** Passage shown follows **

This blog post will introduce you to a whole new way of thinking about your daily walk with Christ. We’re going to investigate how every day our Savior goes before us—how he gets out ahead of us in order to open new vistas for us, creating fresh opportunities for us—and then reaches back to take us with him into unexplored territory.

There are life-changing pathways for us to travel that we would never attempt if he did not precede us and then bring us along after him.

In the Gospels this reality is summed up in Jesus’ oft-repeated three-word invitation:

“Come. Follow me.”

There are at least 12 amazing ways our Savior remains forever “prior” for us in all of life—which is what makes Christian discipleship such a thrilling adventure. Let’s take a closer look.

Your Grand Adventure With Jesus
Began 2000 Years Ago!

To understand what it means to say Jesus is “prior” for us, let’s start by grabbing hold of an important biblical perspective.

In Ephesians 4, Paul quotes from Psalm 68 to describe Jesus’ triumphant procession preceding us into glory. Recalling the Exodus story of Israel’s massive march out of Egypt many generations earlier, the psalmist declared (NIRV, emphasis added):

May God rise up and scatter his enemies . . . .
God, you led your people out.
You marched . . . The ground shook . . . .
He has entered his holy place.
When he went up to his place on high,
he took many prisoners.

But the psalmist’s portrayal of Jehovah’s royal parade, Paul claims, was fulfilled by Jesus rising from the dead to ascend on high. Jesus went before us taking with him, as his captives, all who are willing to rally to him for salvation. So it is we read in Ephesians 4 (NIRV, emphasis added):

When he went up to his place on high,
he took many prisoners . . . .
The one who came down is
the same one who went up,
higher than all the heavens.
He did it in order to fill all of creation.

No wonder, therefore, Scripture describes God’s children throughout the coming ages as those who will never cease to “follow the Lamb wherever he goes” (Revelation 14).

Let me give you two pictures—two metaphors—to prepare you to explore the “before” dimensions of Jesus’ spectacular supremacy in our lives, pictures of what it means to say Jesus is “prior.

Jesus Is Like the Gateway Arch in St. Louis

Completed in 1965, the glittering, stainless steel Gateway Arch in St Louis allows visitors to ride to its top to view a stunning panorama that recalls the role the city once played as “the gateway to the West.”

Intentionally shaped to resemble a rainbow, it speaks of an era in American history when the lands beyond the Mississippi beckoned daring pioneers with unprecedented promises of bright beginnings and fantastic fortunes. The arch commemorates how St. Louis became the departure point for massive migrations (by foot, horse, wagon, railroad, and boat) in keeping with our nation’s sense of “Manifest Destiny,” transforming the makeup of a continent in the process.

** End of Passage shown **
** Dataset records follows **

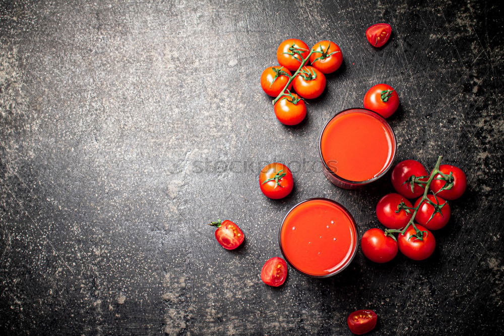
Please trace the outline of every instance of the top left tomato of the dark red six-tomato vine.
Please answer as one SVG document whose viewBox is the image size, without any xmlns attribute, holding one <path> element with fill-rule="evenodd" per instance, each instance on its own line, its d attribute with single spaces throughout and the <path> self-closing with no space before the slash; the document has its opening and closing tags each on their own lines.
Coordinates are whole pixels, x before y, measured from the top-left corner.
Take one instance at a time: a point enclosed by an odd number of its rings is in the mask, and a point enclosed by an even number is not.
<svg viewBox="0 0 504 336">
<path fill-rule="evenodd" d="M 394 189 L 406 198 L 419 197 L 425 191 L 425 184 L 413 183 L 412 185 L 414 178 L 420 178 L 420 181 L 427 181 L 429 179 L 429 173 L 427 173 L 425 167 L 415 160 L 401 161 L 392 171 L 392 185 Z M 411 190 L 412 186 L 413 190 Z"/>
</svg>

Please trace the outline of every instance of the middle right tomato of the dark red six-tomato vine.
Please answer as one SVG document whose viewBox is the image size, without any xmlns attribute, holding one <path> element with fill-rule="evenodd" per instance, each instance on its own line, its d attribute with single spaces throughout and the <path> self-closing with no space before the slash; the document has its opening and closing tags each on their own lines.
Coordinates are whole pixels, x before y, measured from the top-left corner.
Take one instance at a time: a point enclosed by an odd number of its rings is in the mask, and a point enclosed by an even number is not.
<svg viewBox="0 0 504 336">
<path fill-rule="evenodd" d="M 439 196 L 427 195 L 429 201 L 424 200 L 418 208 L 415 220 L 429 230 L 439 230 L 444 228 L 450 219 L 452 211 L 447 201 Z M 420 200 L 416 200 L 415 207 L 420 205 Z M 434 204 L 434 205 L 433 205 Z M 432 218 L 431 218 L 432 217 Z"/>
</svg>

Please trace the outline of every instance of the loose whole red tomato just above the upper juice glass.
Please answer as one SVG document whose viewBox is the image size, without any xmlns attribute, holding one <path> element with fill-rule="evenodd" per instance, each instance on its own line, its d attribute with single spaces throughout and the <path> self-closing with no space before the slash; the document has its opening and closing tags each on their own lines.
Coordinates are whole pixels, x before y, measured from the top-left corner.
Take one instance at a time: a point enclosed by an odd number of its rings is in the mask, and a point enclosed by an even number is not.
<svg viewBox="0 0 504 336">
<path fill-rule="evenodd" d="M 389 118 L 399 107 L 399 95 L 390 85 L 376 84 L 364 95 L 364 107 Z"/>
</svg>

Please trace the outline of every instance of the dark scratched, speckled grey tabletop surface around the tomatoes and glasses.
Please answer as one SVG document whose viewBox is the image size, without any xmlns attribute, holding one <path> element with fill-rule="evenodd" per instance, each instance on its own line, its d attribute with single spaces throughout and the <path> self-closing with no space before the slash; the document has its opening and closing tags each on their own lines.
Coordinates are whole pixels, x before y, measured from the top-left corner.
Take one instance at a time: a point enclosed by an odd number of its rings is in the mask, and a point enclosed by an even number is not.
<svg viewBox="0 0 504 336">
<path fill-rule="evenodd" d="M 503 20 L 498 2 L 3 1 L 0 8 L 0 328 L 3 334 L 498 334 L 504 281 Z M 364 37 L 389 22 L 382 49 Z M 344 65 L 308 118 L 282 126 L 259 86 L 287 37 L 338 43 Z M 424 262 L 359 250 L 329 279 L 265 286 L 286 211 L 344 204 L 358 230 L 390 176 L 356 191 L 318 169 L 338 110 L 386 82 L 401 108 L 396 161 L 437 155 L 468 176 Z M 296 188 L 265 198 L 266 161 Z M 246 235 L 230 252 L 205 224 Z"/>
</svg>

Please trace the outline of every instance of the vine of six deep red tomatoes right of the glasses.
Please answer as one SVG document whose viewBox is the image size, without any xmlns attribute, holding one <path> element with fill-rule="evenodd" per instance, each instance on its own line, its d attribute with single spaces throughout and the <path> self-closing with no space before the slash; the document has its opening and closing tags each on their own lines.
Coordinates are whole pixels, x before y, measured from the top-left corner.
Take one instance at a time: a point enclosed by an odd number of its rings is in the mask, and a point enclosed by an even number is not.
<svg viewBox="0 0 504 336">
<path fill-rule="evenodd" d="M 461 169 L 439 162 L 429 174 L 420 162 L 405 160 L 394 167 L 391 179 L 397 193 L 385 195 L 376 205 L 376 217 L 387 230 L 366 231 L 362 252 L 378 263 L 394 259 L 398 250 L 413 260 L 426 259 L 436 246 L 430 230 L 447 225 L 451 209 L 446 199 L 462 196 L 466 176 Z M 417 197 L 414 205 L 408 200 Z M 399 233 L 397 239 L 394 233 Z"/>
</svg>

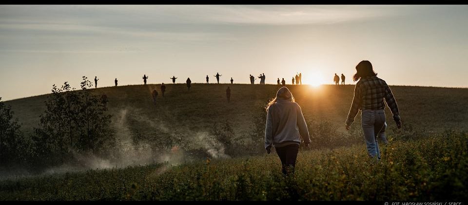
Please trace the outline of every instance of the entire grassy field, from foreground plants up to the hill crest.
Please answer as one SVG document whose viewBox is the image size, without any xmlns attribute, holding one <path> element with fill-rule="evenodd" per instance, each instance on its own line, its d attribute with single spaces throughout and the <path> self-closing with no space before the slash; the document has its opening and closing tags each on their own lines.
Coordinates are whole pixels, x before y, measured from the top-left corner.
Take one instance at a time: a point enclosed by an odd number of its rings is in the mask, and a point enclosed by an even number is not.
<svg viewBox="0 0 468 205">
<path fill-rule="evenodd" d="M 94 159 L 88 171 L 64 173 L 73 170 L 67 164 L 51 169 L 65 171 L 49 172 L 56 174 L 4 179 L 0 200 L 467 200 L 468 89 L 390 86 L 403 129 L 395 130 L 386 108 L 391 142 L 375 163 L 367 157 L 359 114 L 353 130 L 344 129 L 354 85 L 288 85 L 314 144 L 301 148 L 294 177 L 283 178 L 275 153 L 225 150 L 208 137 L 214 126 L 228 123 L 232 139 L 243 142 L 234 144 L 252 145 L 247 136 L 261 125 L 262 106 L 278 88 L 194 83 L 188 91 L 185 84 L 168 84 L 165 98 L 156 84 L 94 89 L 108 96 L 116 138 L 134 144 L 128 157 L 118 166 Z M 5 103 L 27 134 L 38 125 L 46 99 Z M 168 146 L 155 149 L 160 143 Z"/>
</svg>

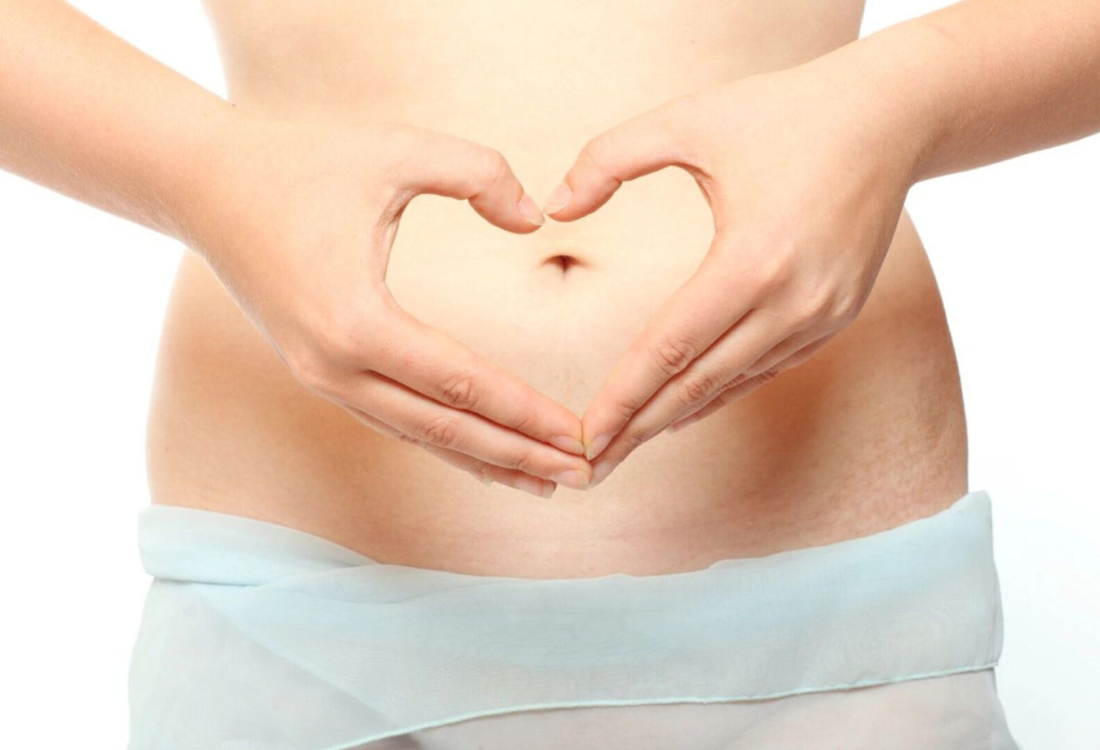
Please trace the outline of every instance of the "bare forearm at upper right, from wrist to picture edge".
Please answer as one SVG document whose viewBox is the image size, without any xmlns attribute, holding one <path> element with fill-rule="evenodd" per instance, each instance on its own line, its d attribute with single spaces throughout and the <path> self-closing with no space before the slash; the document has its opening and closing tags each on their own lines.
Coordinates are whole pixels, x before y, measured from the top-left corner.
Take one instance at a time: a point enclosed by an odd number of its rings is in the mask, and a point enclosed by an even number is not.
<svg viewBox="0 0 1100 750">
<path fill-rule="evenodd" d="M 1096 0 L 964 0 L 811 65 L 867 85 L 914 183 L 1100 131 Z"/>
</svg>

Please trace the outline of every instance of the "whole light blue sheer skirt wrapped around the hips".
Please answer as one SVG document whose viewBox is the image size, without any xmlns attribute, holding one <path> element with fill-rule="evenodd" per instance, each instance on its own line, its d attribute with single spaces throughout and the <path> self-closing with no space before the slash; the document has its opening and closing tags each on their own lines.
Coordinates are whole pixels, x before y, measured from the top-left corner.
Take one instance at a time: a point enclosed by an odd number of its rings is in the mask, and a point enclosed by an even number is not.
<svg viewBox="0 0 1100 750">
<path fill-rule="evenodd" d="M 140 511 L 139 545 L 130 750 L 1015 747 L 985 490 L 649 576 L 380 563 L 166 505 Z"/>
</svg>

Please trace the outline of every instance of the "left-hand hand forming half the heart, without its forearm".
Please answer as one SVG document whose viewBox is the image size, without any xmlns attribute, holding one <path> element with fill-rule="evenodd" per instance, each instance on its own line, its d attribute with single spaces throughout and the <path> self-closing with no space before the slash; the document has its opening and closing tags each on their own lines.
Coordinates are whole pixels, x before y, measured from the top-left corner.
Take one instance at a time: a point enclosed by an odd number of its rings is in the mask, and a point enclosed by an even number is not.
<svg viewBox="0 0 1100 750">
<path fill-rule="evenodd" d="M 421 323 L 384 283 L 398 220 L 421 192 L 468 199 L 504 230 L 538 228 L 498 152 L 410 125 L 243 113 L 213 152 L 182 239 L 307 389 L 483 481 L 543 497 L 559 482 L 587 485 L 574 413 Z"/>
</svg>

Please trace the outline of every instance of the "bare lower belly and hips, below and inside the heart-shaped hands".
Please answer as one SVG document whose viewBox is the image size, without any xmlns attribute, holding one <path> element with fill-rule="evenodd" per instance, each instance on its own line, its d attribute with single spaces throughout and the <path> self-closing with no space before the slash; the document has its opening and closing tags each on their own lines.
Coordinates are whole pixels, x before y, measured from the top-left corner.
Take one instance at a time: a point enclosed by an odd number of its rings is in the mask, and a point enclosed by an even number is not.
<svg viewBox="0 0 1100 750">
<path fill-rule="evenodd" d="M 667 174 L 639 190 L 675 202 L 690 186 Z M 480 246 L 469 207 L 425 196 L 403 219 L 387 285 L 413 315 L 582 413 L 704 254 L 713 230 L 696 198 L 698 212 L 678 218 L 594 214 L 605 238 L 628 241 L 575 235 L 583 265 L 563 274 L 542 262 L 560 238 L 525 251 L 510 243 L 535 235 L 490 228 Z M 645 203 L 632 200 L 623 206 Z M 450 243 L 429 220 L 444 213 L 458 222 Z M 650 440 L 596 489 L 559 487 L 539 500 L 484 487 L 308 393 L 187 253 L 154 384 L 150 487 L 154 503 L 283 523 L 385 562 L 522 576 L 691 570 L 889 528 L 963 495 L 957 377 L 935 282 L 903 214 L 859 317 L 814 357 Z"/>
</svg>

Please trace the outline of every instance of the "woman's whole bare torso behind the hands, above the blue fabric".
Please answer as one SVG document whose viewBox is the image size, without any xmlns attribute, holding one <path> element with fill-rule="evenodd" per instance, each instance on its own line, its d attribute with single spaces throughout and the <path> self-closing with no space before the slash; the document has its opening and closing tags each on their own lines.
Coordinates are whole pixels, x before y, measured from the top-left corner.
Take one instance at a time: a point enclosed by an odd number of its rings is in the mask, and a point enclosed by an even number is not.
<svg viewBox="0 0 1100 750">
<path fill-rule="evenodd" d="M 501 151 L 537 200 L 583 143 L 681 93 L 788 67 L 858 35 L 858 0 L 591 3 L 207 0 L 239 107 L 402 121 Z M 409 312 L 578 415 L 695 269 L 713 224 L 686 173 L 517 235 L 413 200 L 387 285 Z M 551 262 L 571 255 L 568 272 Z M 152 500 L 270 520 L 384 562 L 573 577 L 705 567 L 927 516 L 964 495 L 955 355 L 906 213 L 856 321 L 805 363 L 598 487 L 485 487 L 290 376 L 185 253 L 148 421 Z"/>
</svg>

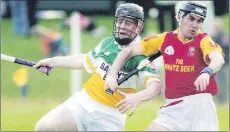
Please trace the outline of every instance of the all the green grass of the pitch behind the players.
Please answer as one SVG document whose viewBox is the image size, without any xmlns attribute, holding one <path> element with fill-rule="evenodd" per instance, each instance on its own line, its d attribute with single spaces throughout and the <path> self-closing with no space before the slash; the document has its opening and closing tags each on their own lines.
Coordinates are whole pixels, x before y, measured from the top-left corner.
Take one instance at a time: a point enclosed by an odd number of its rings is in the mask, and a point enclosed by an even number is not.
<svg viewBox="0 0 230 132">
<path fill-rule="evenodd" d="M 93 16 L 100 25 L 108 28 L 108 33 L 104 36 L 112 35 L 112 17 Z M 228 17 L 224 16 L 225 23 Z M 51 29 L 55 29 L 55 24 L 60 20 L 41 20 L 43 24 Z M 42 58 L 40 40 L 37 37 L 26 39 L 12 33 L 11 21 L 2 20 L 1 23 L 1 52 L 4 54 L 38 61 Z M 225 24 L 228 29 L 228 24 Z M 146 22 L 146 32 L 156 32 L 156 21 L 148 19 Z M 69 30 L 63 30 L 62 34 L 67 42 L 70 42 Z M 82 32 L 82 52 L 86 53 L 100 42 L 100 38 L 92 38 L 89 33 Z M 1 61 L 1 129 L 4 131 L 33 130 L 35 123 L 42 115 L 61 103 L 70 95 L 70 70 L 53 69 L 50 76 L 46 76 L 33 68 L 28 68 L 29 73 L 29 93 L 27 100 L 21 100 L 20 88 L 12 81 L 12 74 L 19 68 L 10 62 Z M 83 82 L 90 75 L 83 71 Z M 136 113 L 127 119 L 126 130 L 145 130 L 156 117 L 156 112 L 163 99 L 142 104 Z M 229 106 L 217 105 L 220 130 L 229 130 Z"/>
</svg>

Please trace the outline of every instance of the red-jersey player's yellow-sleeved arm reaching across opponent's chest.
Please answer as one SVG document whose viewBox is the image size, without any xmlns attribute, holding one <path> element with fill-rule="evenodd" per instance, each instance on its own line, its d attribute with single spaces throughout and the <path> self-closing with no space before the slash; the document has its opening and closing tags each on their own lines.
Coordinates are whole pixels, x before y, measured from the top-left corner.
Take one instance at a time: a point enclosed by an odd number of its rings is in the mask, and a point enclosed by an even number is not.
<svg viewBox="0 0 230 132">
<path fill-rule="evenodd" d="M 166 33 L 158 34 L 156 36 L 149 36 L 141 41 L 134 41 L 127 47 L 123 48 L 117 55 L 109 74 L 106 79 L 106 83 L 111 90 L 115 91 L 117 88 L 116 75 L 118 71 L 123 67 L 126 61 L 135 55 L 150 56 L 160 51 L 161 45 L 164 42 Z"/>
</svg>

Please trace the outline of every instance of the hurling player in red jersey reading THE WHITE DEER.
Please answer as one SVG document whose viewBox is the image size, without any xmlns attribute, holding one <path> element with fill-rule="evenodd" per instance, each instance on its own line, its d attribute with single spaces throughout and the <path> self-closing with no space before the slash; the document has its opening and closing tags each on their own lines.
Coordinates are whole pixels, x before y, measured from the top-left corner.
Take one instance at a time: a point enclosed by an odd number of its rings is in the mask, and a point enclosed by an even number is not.
<svg viewBox="0 0 230 132">
<path fill-rule="evenodd" d="M 132 43 L 116 57 L 106 80 L 113 91 L 117 71 L 130 57 L 158 52 L 163 56 L 166 104 L 148 130 L 218 130 L 212 96 L 217 93 L 215 73 L 224 64 L 224 54 L 210 36 L 201 32 L 206 14 L 204 4 L 186 1 L 176 15 L 178 29 Z M 120 105 L 122 112 L 135 106 L 135 100 L 128 95 Z"/>
</svg>

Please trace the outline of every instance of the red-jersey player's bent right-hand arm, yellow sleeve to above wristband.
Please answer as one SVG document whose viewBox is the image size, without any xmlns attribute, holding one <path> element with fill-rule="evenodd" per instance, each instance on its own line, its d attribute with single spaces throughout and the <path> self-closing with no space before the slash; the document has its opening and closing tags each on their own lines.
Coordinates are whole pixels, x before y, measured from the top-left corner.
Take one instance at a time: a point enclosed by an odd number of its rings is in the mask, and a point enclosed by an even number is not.
<svg viewBox="0 0 230 132">
<path fill-rule="evenodd" d="M 220 45 L 206 36 L 201 40 L 201 49 L 205 63 L 213 70 L 212 74 L 218 72 L 224 64 L 224 53 Z"/>
</svg>

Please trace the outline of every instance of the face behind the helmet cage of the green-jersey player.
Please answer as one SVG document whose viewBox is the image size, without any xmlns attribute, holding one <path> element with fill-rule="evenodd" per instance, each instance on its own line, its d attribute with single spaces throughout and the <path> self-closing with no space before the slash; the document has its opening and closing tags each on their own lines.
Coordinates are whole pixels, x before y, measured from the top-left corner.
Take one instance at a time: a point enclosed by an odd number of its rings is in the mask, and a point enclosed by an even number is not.
<svg viewBox="0 0 230 132">
<path fill-rule="evenodd" d="M 115 24 L 119 38 L 133 38 L 136 36 L 137 21 L 134 19 L 119 17 L 115 21 Z"/>
</svg>

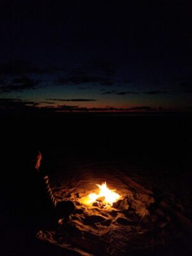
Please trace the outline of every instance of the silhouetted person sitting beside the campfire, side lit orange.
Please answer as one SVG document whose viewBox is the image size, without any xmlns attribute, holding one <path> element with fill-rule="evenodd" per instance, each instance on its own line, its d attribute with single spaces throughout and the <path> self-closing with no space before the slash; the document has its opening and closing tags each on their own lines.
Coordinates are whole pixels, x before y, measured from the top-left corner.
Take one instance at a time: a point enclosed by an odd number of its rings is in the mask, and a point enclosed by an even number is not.
<svg viewBox="0 0 192 256">
<path fill-rule="evenodd" d="M 59 219 L 67 218 L 75 208 L 70 201 L 57 202 L 49 185 L 49 177 L 39 169 L 41 160 L 41 152 L 35 151 L 26 170 L 28 202 L 25 204 L 25 225 L 31 227 L 31 234 L 54 227 Z"/>
</svg>

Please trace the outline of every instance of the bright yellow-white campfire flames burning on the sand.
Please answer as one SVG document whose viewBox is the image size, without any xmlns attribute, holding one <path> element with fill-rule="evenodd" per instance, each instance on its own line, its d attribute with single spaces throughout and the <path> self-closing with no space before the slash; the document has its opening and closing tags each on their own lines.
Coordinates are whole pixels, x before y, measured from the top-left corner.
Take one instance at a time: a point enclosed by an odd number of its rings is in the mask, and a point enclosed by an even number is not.
<svg viewBox="0 0 192 256">
<path fill-rule="evenodd" d="M 88 196 L 84 196 L 80 200 L 82 204 L 92 205 L 99 200 L 99 202 L 101 201 L 104 205 L 112 206 L 114 202 L 122 197 L 115 193 L 116 189 L 109 189 L 106 182 L 104 182 L 102 185 L 97 184 L 97 186 L 99 187 L 99 193 L 91 193 Z"/>
</svg>

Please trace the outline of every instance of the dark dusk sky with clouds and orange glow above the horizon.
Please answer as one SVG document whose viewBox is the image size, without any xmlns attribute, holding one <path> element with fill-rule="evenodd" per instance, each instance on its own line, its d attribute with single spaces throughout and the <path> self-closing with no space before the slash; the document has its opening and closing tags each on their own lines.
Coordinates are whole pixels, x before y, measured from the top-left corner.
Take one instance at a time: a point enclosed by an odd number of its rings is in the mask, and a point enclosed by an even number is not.
<svg viewBox="0 0 192 256">
<path fill-rule="evenodd" d="M 191 111 L 191 6 L 1 1 L 1 113 Z"/>
</svg>

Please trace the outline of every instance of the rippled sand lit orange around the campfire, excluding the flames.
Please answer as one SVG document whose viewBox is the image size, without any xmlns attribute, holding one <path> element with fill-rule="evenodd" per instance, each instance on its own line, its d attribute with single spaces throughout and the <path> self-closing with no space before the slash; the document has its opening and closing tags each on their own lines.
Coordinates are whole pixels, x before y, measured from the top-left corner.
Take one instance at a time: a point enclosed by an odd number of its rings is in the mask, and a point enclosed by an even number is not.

** End of Dataset records **

List every means of travel that the blog post names for the massive migrations that set out from St. Louis. The items are separate material and have nothing to do with the blog post.

Foot, horse, wagon, railroad, and boat.